--- OBJECTIVE ---
Revise the entries below by changing "green leaf" to "green foliage" and keeping everything else the same. Leave the pictures out of your answer.

--- RECORDS SUPPLIED ---
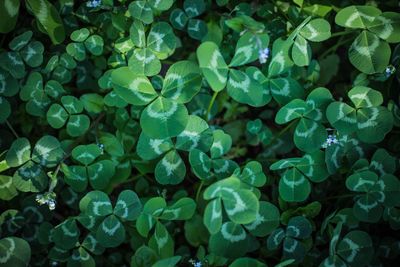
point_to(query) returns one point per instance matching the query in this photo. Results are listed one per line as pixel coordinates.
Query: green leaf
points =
(266, 221)
(160, 5)
(309, 135)
(112, 145)
(33, 54)
(164, 118)
(111, 232)
(19, 152)
(213, 65)
(149, 148)
(221, 145)
(47, 151)
(301, 52)
(197, 135)
(183, 209)
(275, 239)
(30, 178)
(293, 249)
(342, 117)
(96, 203)
(80, 35)
(48, 17)
(369, 54)
(128, 206)
(280, 61)
(77, 51)
(94, 44)
(7, 188)
(132, 88)
(162, 242)
(213, 216)
(387, 27)
(294, 186)
(178, 19)
(356, 248)
(14, 251)
(200, 163)
(100, 173)
(241, 205)
(141, 10)
(248, 47)
(86, 154)
(197, 29)
(13, 63)
(230, 242)
(182, 81)
(161, 40)
(144, 61)
(77, 125)
(169, 262)
(242, 88)
(66, 234)
(20, 41)
(253, 174)
(171, 169)
(194, 8)
(316, 30)
(56, 116)
(9, 11)
(299, 227)
(357, 17)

--- RESPONSE BELOW ---
point_to(query) returns one point per instance matching the query in this photo. Results are listed one per line as pixel coordinates.
Query: green foliage
points =
(266, 221)
(160, 5)
(309, 135)
(112, 145)
(33, 54)
(164, 118)
(111, 232)
(19, 152)
(213, 65)
(149, 148)
(221, 145)
(47, 151)
(301, 52)
(197, 135)
(183, 209)
(275, 239)
(30, 178)
(293, 249)
(342, 117)
(96, 203)
(80, 35)
(48, 17)
(369, 54)
(128, 206)
(280, 61)
(77, 51)
(94, 44)
(7, 188)
(132, 88)
(162, 242)
(213, 216)
(387, 27)
(294, 186)
(178, 19)
(356, 248)
(14, 251)
(200, 163)
(100, 173)
(241, 205)
(141, 10)
(248, 47)
(86, 154)
(197, 29)
(13, 63)
(230, 242)
(182, 81)
(161, 40)
(144, 61)
(77, 125)
(169, 262)
(242, 88)
(66, 234)
(20, 41)
(253, 174)
(171, 169)
(194, 8)
(316, 30)
(56, 116)
(9, 11)
(299, 227)
(357, 17)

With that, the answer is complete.